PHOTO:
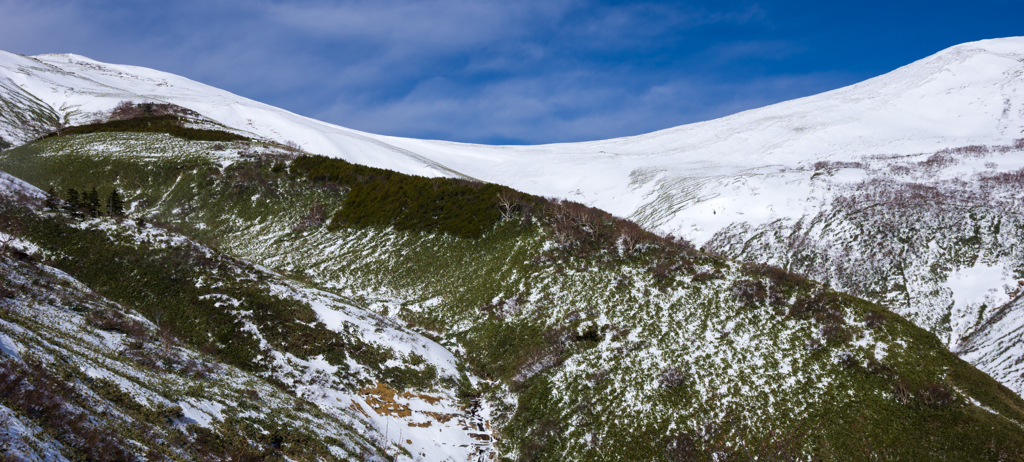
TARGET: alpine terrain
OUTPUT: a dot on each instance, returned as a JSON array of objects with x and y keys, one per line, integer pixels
[{"x": 189, "y": 275}]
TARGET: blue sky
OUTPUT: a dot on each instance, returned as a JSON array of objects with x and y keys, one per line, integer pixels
[{"x": 509, "y": 72}]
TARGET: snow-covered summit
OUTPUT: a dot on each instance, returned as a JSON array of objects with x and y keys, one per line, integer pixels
[{"x": 686, "y": 179}]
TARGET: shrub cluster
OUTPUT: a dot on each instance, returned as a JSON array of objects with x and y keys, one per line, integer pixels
[
  {"x": 32, "y": 390},
  {"x": 170, "y": 124}
]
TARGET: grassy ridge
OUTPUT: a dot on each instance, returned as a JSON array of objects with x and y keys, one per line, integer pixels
[
  {"x": 168, "y": 124},
  {"x": 581, "y": 340}
]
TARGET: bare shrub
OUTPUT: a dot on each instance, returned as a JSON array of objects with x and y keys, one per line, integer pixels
[
  {"x": 672, "y": 378},
  {"x": 315, "y": 217}
]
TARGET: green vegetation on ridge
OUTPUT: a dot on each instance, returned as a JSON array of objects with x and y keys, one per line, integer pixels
[{"x": 608, "y": 344}]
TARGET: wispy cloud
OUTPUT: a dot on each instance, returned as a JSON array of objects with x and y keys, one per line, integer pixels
[{"x": 481, "y": 71}]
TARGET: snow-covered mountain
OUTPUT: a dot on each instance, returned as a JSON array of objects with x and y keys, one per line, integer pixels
[
  {"x": 689, "y": 180},
  {"x": 753, "y": 169},
  {"x": 903, "y": 190}
]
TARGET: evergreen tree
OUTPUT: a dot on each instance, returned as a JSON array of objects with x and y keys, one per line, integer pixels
[
  {"x": 51, "y": 202},
  {"x": 91, "y": 202},
  {"x": 115, "y": 205},
  {"x": 74, "y": 200}
]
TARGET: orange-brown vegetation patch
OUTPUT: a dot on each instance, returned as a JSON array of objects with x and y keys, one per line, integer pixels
[{"x": 381, "y": 400}]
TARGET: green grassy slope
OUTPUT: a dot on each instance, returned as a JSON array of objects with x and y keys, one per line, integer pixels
[{"x": 605, "y": 354}]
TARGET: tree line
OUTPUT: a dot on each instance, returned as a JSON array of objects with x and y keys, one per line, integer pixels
[{"x": 86, "y": 202}]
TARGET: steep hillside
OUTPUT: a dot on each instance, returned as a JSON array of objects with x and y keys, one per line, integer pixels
[
  {"x": 751, "y": 171},
  {"x": 593, "y": 340},
  {"x": 107, "y": 318}
]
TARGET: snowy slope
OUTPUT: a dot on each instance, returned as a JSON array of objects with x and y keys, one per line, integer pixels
[
  {"x": 671, "y": 179},
  {"x": 753, "y": 170}
]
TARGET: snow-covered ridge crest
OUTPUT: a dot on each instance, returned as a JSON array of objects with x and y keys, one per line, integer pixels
[{"x": 668, "y": 179}]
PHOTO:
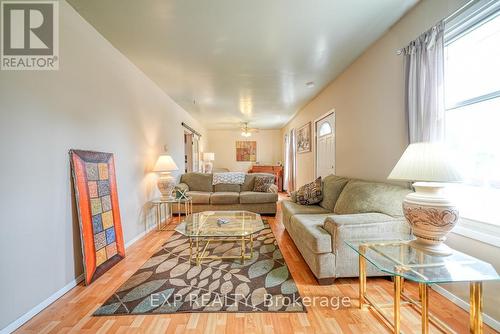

• • •

Working through the data above, find every line holding "slope" and copy it.

■ WRITTEN ANSWER ■
TARGET: green grassy slope
TARGET: snowy slope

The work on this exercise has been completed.